Each line below must be printed exactly as it stands.

## Records from a collection
========

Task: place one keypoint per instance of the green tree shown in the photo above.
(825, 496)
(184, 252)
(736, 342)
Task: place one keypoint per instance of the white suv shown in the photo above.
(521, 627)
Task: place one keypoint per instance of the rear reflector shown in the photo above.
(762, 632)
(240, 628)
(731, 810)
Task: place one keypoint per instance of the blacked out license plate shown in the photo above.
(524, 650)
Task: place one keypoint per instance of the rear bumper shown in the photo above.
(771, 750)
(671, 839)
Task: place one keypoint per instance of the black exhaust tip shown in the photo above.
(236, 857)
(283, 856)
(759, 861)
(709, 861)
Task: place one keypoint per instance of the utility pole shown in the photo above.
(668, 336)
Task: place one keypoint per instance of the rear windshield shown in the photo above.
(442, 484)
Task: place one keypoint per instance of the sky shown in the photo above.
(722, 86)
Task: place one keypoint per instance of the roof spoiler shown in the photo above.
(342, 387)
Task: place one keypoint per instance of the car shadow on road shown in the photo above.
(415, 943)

========

## Solution for this task
Task: place one keypoint per instance of the green tree shown in the photo above.
(825, 496)
(184, 252)
(736, 342)
Task: place one keypoint per instance of the white suv shown in the photo above.
(521, 627)
Task: place one keypoint per instance of the rear reflector shown in the photo above.
(762, 632)
(240, 628)
(731, 810)
Task: place one keypoint per instance of the blacked out license plate shown in the photo above.
(524, 650)
Task: place one keypoint per instance of the rear bumper shown in the photo above.
(771, 750)
(671, 839)
Task: place one keypoint per instance of the black exhaust tip shown in the photo above.
(236, 857)
(283, 856)
(759, 861)
(709, 861)
Task: place one keypoint per instance of the utility pole shown in the photo above.
(668, 336)
Task: place one keypoint per instance of the rear windshield shown in the photo above.
(442, 484)
Task: place one keypoint per instance of the sky shown in the photo above.
(722, 86)
Task: place one keypoint per instance of the roof spoiler shown in the photo above.
(342, 387)
Task: place one keypoint per instance of the car shadow on road shown in the photo above.
(415, 943)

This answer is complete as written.